Please write out the material below exactly as given.

§ **Excerpts from segmentation records**
○ ○ ○

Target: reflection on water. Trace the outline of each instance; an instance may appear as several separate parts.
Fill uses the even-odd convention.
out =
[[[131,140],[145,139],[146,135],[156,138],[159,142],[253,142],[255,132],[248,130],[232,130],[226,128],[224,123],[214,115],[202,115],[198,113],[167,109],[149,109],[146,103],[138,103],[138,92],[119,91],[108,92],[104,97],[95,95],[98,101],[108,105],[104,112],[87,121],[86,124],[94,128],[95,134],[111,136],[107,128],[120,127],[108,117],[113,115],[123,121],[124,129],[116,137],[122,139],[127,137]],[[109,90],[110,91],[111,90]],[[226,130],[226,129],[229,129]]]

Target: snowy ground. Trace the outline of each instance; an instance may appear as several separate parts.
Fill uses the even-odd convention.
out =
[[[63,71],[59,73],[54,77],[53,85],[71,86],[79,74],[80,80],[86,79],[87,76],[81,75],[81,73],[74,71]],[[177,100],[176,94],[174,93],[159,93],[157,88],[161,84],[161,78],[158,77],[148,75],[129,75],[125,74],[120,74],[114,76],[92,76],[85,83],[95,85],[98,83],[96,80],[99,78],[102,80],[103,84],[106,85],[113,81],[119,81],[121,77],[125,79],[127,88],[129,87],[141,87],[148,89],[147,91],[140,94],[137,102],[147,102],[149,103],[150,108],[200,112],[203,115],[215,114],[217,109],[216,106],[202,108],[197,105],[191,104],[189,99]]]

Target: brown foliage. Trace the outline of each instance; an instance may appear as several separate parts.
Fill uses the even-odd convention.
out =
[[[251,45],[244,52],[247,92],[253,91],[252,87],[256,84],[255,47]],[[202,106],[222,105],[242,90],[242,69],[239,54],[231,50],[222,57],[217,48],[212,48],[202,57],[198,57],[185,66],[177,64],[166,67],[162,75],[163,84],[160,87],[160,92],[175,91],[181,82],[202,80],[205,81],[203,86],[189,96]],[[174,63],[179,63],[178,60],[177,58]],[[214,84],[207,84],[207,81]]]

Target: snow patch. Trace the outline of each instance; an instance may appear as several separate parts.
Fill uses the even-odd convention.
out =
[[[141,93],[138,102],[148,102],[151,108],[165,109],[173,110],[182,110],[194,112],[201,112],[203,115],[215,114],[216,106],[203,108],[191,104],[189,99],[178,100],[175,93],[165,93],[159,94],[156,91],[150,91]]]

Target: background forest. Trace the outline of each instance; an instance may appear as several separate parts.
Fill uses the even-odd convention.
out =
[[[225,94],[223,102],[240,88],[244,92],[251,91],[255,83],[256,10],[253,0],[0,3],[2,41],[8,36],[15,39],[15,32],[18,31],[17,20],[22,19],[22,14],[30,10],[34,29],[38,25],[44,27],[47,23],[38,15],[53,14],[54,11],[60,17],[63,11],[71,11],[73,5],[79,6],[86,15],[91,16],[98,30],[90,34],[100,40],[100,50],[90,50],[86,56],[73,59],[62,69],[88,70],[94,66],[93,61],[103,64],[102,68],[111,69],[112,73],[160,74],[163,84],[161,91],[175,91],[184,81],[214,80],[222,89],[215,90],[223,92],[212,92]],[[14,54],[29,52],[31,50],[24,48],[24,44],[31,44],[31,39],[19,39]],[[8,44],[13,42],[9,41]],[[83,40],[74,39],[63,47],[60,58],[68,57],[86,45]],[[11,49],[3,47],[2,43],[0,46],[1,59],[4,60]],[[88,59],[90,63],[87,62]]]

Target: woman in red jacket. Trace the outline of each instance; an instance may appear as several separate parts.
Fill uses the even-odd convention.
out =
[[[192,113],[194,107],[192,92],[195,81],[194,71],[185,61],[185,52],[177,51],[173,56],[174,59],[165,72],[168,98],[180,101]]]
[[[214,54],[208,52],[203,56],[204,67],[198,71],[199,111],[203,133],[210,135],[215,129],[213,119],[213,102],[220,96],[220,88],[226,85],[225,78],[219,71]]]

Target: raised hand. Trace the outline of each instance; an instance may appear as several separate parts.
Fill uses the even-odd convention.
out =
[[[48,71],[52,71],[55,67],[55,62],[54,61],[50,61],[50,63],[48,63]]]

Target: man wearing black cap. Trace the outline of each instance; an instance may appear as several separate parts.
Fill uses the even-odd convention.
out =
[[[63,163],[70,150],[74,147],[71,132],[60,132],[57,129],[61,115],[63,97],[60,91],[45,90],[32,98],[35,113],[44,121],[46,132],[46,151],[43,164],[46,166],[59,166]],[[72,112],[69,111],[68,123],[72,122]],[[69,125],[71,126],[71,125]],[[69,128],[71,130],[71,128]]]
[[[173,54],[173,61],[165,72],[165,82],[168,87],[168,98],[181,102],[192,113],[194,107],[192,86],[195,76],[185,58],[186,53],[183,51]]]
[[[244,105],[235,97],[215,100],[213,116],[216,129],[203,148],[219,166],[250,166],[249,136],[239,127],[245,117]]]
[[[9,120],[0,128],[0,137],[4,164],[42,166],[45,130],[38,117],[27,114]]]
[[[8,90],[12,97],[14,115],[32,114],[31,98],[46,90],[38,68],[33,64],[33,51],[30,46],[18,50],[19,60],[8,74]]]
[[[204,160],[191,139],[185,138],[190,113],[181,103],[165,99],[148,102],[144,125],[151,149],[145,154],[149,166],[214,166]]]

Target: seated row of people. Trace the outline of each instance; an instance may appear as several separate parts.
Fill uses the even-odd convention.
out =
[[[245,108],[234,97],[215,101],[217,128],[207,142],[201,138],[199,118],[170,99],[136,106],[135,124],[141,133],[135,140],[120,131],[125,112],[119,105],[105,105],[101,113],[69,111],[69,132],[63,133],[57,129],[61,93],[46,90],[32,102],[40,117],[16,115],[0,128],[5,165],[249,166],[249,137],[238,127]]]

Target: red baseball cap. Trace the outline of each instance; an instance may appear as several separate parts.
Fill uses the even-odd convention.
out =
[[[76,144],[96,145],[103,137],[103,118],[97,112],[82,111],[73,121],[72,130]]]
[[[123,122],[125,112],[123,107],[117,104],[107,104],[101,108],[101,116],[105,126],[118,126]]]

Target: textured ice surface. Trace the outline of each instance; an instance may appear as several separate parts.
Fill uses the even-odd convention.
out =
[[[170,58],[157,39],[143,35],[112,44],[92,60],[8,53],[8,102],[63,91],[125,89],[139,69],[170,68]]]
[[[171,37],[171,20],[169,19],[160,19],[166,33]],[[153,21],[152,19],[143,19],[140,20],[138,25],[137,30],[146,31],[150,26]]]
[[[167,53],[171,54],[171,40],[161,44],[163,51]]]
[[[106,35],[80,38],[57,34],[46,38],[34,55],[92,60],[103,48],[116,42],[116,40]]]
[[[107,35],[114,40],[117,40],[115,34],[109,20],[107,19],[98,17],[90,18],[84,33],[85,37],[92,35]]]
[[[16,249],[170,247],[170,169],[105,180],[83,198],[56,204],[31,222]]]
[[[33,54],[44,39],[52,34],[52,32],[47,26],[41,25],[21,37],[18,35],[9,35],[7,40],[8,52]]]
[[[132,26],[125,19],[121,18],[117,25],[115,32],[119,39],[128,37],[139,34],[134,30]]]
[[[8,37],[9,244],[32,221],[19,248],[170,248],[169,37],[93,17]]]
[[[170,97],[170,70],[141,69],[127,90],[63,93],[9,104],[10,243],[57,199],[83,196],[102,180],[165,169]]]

○ ○ ○

§ **Exercise result**
Target: reflection on water. Trace the outline of each instance; an instance may appear as several separate parts.
Fill uses the even-odd convention.
out =
[[[131,140],[145,139],[146,135],[156,138],[159,142],[253,142],[255,132],[248,130],[232,130],[226,128],[224,123],[214,115],[202,115],[198,113],[167,109],[149,109],[146,103],[138,103],[138,92],[119,91],[108,92],[104,97],[95,95],[98,101],[108,105],[104,112],[87,121],[86,124],[94,128],[95,134],[111,136],[107,128],[120,127],[108,117],[113,115],[123,121],[124,129],[116,137],[122,139],[127,137]],[[109,90],[110,91],[111,90]],[[226,130],[226,129],[229,129]]]

Target: snowy ground. Trace the outline of each instance; an instance may appear as several separate parts.
Fill uses the even-odd convention.
out =
[[[63,71],[59,73],[54,77],[53,85],[71,86],[79,74],[80,80],[86,79],[87,76],[81,75],[81,73],[74,71]],[[177,100],[176,94],[174,93],[159,93],[157,88],[161,84],[161,78],[158,77],[148,75],[129,75],[125,74],[120,74],[114,76],[92,76],[85,83],[95,85],[98,83],[96,80],[99,78],[102,80],[103,84],[106,85],[113,81],[119,81],[121,77],[125,79],[127,88],[129,87],[141,87],[148,89],[147,91],[140,94],[137,102],[147,102],[149,103],[150,108],[200,112],[203,115],[215,114],[217,109],[216,106],[202,108],[197,105],[191,104],[189,99]]]

Target: brown foliage. Trace the outline of each instance; an instance may appear as several separate parts.
Fill uses the even-odd convention.
out =
[[[251,45],[244,52],[247,92],[253,91],[252,87],[256,84],[255,47]],[[202,106],[222,105],[242,90],[242,69],[239,54],[231,50],[222,57],[217,48],[212,48],[202,57],[198,57],[185,66],[177,64],[166,67],[162,75],[163,84],[160,87],[160,92],[175,91],[181,82],[202,80],[205,81],[203,86],[189,96]],[[174,63],[179,63],[178,60],[177,58]],[[214,84],[207,84],[207,81]]]

Target: snow patch. Trace the outline of each instance; an instance may appear as several separate parts.
Fill uses the even-odd convention.
out =
[[[141,93],[138,102],[148,102],[151,108],[165,109],[173,110],[182,110],[194,112],[201,112],[203,115],[215,114],[216,106],[203,108],[191,104],[189,99],[178,100],[175,93],[165,93],[159,94],[156,91],[150,91]]]

Target: background forest. Trace the outline of each instance; an instance may appear as several separate parts.
Fill uses the even-odd convention.
out =
[[[225,94],[223,102],[240,88],[244,92],[251,91],[255,83],[256,10],[253,0],[0,3],[2,41],[8,36],[15,39],[15,32],[18,31],[17,20],[22,19],[22,14],[30,10],[34,29],[38,25],[44,27],[47,23],[38,15],[53,14],[54,11],[60,17],[63,11],[71,11],[73,5],[79,6],[86,15],[91,16],[98,30],[90,34],[100,40],[100,50],[90,50],[86,56],[73,59],[62,69],[88,70],[94,66],[93,61],[103,64],[102,68],[111,69],[112,73],[160,74],[163,84],[161,91],[175,91],[184,81],[214,80],[222,89],[215,90],[223,92],[212,92]],[[14,54],[29,52],[31,50],[24,48],[24,44],[31,44],[31,39],[19,39]],[[8,44],[13,42],[9,41]],[[83,40],[74,39],[63,47],[60,58],[68,57],[86,45]],[[11,49],[3,47],[2,43],[0,46],[1,59],[4,60]],[[88,59],[90,63],[87,62]]]

Target: woman in red jacket. Trace the outline of each instance; an instance may appear as several separate parts.
Fill uses the even-odd convention.
out =
[[[192,113],[194,107],[192,92],[195,81],[194,71],[185,61],[185,52],[177,51],[173,56],[174,59],[165,72],[168,98],[180,101]]]
[[[214,54],[208,52],[203,56],[204,67],[198,71],[199,111],[203,133],[210,135],[215,129],[213,119],[213,102],[220,96],[220,88],[226,85],[225,78],[219,71]]]

Target: raised hand. Trace the outline of each instance; an instance may appear as several separate parts.
Fill uses the even-odd convention.
out =
[[[48,71],[52,71],[55,67],[55,62],[54,61],[50,61],[50,63],[48,63]]]

Target: man wearing black cap. Trace the outline of each instance; an instance may appear as several separate parts.
Fill uses the even-odd convention.
out =
[[[63,163],[70,150],[74,147],[71,132],[60,132],[57,129],[61,115],[63,97],[60,91],[45,90],[32,98],[35,113],[44,121],[46,132],[46,151],[43,164],[46,166],[59,166]],[[72,112],[69,111],[68,123],[72,122]],[[69,125],[71,126],[71,125]],[[69,128],[71,130],[71,128]]]
[[[173,54],[173,61],[165,72],[165,82],[168,87],[168,98],[181,102],[192,113],[194,107],[192,86],[195,76],[185,58],[186,53],[183,51]]]
[[[244,105],[235,97],[215,100],[213,116],[216,129],[203,148],[219,166],[250,166],[249,136],[239,127],[245,117]]]
[[[9,120],[0,128],[0,137],[4,164],[42,166],[45,130],[38,117],[27,114]]]
[[[8,90],[12,97],[14,115],[32,114],[31,98],[46,90],[38,68],[33,64],[33,51],[30,46],[18,50],[19,60],[8,74]]]
[[[204,160],[191,139],[185,138],[190,113],[181,103],[165,99],[148,102],[144,125],[151,149],[145,154],[149,166],[214,166]]]

Target: seated row of people. Trace the outline of each instance; an instance may appear as several separate parts.
Fill uses the even-odd convention.
out =
[[[245,108],[234,97],[215,101],[217,128],[207,142],[201,138],[199,118],[170,99],[136,106],[135,124],[141,133],[135,140],[120,131],[125,112],[119,105],[105,105],[101,113],[69,111],[69,132],[63,133],[57,129],[61,93],[46,90],[32,102],[40,117],[16,115],[0,128],[5,165],[249,166],[249,137],[238,127]]]

Target: red baseball cap. Trace the outline of each instance; an instance may appear as several separate parts.
Fill uses the even-odd convention.
out =
[[[76,144],[96,145],[103,137],[103,118],[97,112],[82,111],[73,121],[72,130]]]
[[[123,122],[125,112],[123,107],[117,104],[107,104],[101,108],[101,116],[105,126],[118,126]]]

Target: textured ice surface. Trace the outline of each instance; an instance may appear as several separate parts.
Fill uses the even-odd convention.
out =
[[[170,58],[157,39],[143,35],[112,44],[92,60],[8,53],[8,102],[63,91],[125,89],[139,69],[170,68]]]
[[[171,37],[171,20],[169,19],[160,19],[166,33]],[[153,21],[152,19],[143,19],[140,20],[138,25],[137,30],[146,31],[150,26]]]
[[[167,53],[171,54],[171,40],[161,44],[163,51]]]
[[[106,35],[80,38],[57,34],[46,38],[34,55],[92,60],[103,48],[116,42],[116,40]]]
[[[107,35],[114,40],[117,40],[115,34],[109,20],[107,19],[98,17],[90,18],[84,33],[85,37],[92,35]]]
[[[16,249],[170,247],[170,169],[105,180],[83,198],[56,204],[31,222]]]
[[[33,54],[44,39],[52,34],[52,32],[47,26],[41,25],[21,37],[18,35],[9,35],[7,40],[8,52]]]
[[[132,26],[125,19],[121,18],[117,25],[115,32],[119,39],[128,37],[139,34],[134,30]]]
[[[8,37],[9,244],[32,221],[19,248],[170,248],[169,37],[93,17]]]
[[[170,97],[170,70],[141,69],[127,90],[63,93],[9,104],[10,243],[57,199],[83,196],[102,180],[165,169]]]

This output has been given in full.